Try it: Where does the string "flowerbed" appear? Copy every line of the entries below that holds it.

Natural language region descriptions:
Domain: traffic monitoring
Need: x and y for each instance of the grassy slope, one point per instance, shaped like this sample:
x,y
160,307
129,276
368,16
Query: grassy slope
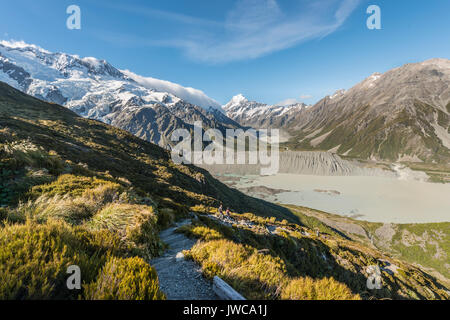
x,y
409,132
77,188
103,148
427,244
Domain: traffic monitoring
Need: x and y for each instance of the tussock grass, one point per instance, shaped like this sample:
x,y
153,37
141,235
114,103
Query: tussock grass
x,y
135,224
310,289
125,279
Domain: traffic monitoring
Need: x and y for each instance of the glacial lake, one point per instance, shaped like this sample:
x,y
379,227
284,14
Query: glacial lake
x,y
370,198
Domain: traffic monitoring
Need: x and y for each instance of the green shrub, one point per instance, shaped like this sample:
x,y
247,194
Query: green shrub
x,y
125,279
311,289
166,217
255,275
25,153
34,259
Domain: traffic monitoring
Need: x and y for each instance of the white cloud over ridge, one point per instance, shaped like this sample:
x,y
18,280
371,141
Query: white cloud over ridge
x,y
191,95
254,28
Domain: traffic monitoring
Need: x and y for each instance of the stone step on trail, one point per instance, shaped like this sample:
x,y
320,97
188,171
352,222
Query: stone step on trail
x,y
180,279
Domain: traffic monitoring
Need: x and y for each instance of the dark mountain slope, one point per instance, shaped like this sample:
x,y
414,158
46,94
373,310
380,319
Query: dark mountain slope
x,y
102,148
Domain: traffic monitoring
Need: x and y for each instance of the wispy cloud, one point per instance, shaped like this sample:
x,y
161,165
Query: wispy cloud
x,y
252,28
192,95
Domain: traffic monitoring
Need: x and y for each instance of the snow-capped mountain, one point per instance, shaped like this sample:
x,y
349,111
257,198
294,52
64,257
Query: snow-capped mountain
x,y
260,115
148,107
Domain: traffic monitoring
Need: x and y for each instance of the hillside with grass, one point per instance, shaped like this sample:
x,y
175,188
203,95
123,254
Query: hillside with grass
x,y
75,191
424,244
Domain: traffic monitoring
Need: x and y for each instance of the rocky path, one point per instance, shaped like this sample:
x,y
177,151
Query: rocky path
x,y
180,279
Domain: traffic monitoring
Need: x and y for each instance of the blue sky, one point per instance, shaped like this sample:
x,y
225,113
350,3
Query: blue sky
x,y
268,50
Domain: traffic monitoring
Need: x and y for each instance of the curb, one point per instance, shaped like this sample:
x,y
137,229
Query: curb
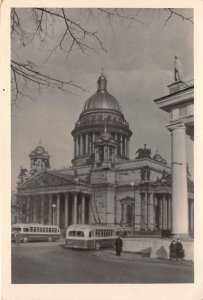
x,y
136,257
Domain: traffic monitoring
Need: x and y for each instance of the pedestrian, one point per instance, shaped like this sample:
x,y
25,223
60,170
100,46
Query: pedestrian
x,y
119,245
179,250
18,238
172,248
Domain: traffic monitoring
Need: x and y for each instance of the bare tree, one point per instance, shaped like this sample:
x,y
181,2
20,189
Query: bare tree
x,y
37,26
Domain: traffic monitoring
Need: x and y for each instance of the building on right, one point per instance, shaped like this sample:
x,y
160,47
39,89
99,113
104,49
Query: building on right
x,y
179,105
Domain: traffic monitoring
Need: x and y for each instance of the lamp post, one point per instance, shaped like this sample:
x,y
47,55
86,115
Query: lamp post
x,y
133,186
53,213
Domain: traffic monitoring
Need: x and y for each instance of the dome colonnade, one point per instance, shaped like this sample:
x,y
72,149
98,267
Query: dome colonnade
x,y
100,111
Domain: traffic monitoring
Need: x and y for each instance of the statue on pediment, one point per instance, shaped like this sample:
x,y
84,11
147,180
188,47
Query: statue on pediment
x,y
143,152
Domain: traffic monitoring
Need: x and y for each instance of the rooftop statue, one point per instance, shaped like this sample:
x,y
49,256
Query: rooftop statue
x,y
178,72
143,152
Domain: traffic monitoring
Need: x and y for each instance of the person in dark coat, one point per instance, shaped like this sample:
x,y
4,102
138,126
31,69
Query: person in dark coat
x,y
119,245
172,248
179,250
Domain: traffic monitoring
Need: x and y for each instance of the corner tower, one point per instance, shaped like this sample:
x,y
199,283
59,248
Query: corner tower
x,y
100,110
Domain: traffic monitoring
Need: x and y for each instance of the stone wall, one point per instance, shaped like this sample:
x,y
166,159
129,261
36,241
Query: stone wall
x,y
156,247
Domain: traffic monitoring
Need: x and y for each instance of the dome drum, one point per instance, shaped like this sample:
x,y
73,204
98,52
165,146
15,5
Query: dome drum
x,y
100,111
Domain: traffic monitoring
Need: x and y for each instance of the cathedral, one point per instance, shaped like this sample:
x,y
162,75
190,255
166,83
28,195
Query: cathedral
x,y
103,185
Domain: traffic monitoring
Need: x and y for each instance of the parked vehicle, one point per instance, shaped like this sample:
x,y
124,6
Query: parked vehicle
x,y
35,232
90,236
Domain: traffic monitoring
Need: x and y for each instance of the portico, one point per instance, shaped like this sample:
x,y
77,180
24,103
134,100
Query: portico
x,y
59,205
179,105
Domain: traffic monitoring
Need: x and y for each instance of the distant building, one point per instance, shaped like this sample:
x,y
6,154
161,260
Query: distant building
x,y
103,185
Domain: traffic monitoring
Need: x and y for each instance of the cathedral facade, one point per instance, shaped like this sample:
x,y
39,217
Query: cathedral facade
x,y
103,186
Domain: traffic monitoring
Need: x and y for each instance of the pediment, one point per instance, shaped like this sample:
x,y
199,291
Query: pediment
x,y
45,179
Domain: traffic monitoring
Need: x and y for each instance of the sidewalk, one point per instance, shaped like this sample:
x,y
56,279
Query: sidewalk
x,y
110,254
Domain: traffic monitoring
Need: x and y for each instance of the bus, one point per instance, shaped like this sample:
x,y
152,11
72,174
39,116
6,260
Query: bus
x,y
35,232
90,236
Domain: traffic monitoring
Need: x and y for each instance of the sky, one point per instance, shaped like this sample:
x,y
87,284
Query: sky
x,y
138,66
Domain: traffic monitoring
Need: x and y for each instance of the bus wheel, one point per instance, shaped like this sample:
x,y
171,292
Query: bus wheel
x,y
98,246
25,239
49,239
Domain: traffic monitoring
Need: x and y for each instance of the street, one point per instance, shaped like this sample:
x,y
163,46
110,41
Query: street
x,y
48,263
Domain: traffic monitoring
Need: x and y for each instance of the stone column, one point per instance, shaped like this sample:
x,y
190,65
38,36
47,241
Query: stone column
x,y
121,145
50,209
27,209
75,200
151,212
66,209
86,143
160,214
164,215
116,139
83,209
78,145
127,149
179,180
168,213
58,210
75,147
81,145
105,153
93,140
143,211
192,215
34,211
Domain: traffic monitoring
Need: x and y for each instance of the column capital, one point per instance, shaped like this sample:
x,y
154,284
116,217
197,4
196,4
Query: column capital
x,y
173,127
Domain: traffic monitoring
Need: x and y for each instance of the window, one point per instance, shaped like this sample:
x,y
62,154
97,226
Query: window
x,y
183,111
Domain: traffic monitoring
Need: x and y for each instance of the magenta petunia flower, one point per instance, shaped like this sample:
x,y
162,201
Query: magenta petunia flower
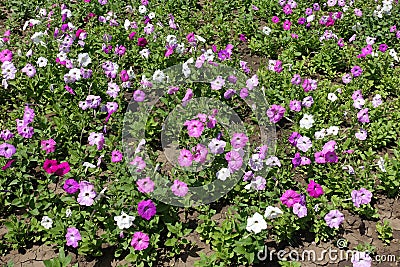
x,y
304,143
116,156
73,236
29,70
140,241
296,160
293,138
286,25
50,166
62,169
217,146
29,115
383,47
86,194
185,158
235,161
356,71
290,197
139,163
48,145
239,140
25,131
8,164
142,42
200,153
346,78
139,95
275,113
331,157
334,218
314,190
6,55
320,157
145,185
195,128
124,75
300,210
329,146
120,50
361,134
362,116
71,186
295,105
7,150
6,135
362,196
179,189
147,209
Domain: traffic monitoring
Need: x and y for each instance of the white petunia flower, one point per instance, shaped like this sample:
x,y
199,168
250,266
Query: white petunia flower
x,y
272,212
333,130
42,62
332,97
320,134
46,222
37,38
223,174
158,76
307,121
145,53
124,221
84,59
256,223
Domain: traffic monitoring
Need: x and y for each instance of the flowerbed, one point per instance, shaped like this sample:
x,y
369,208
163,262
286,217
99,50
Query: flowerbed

Response to the exercise:
Need: x and y for each instance of the flowerbed, one point per instance, shaped like this sample:
Query: flowerbed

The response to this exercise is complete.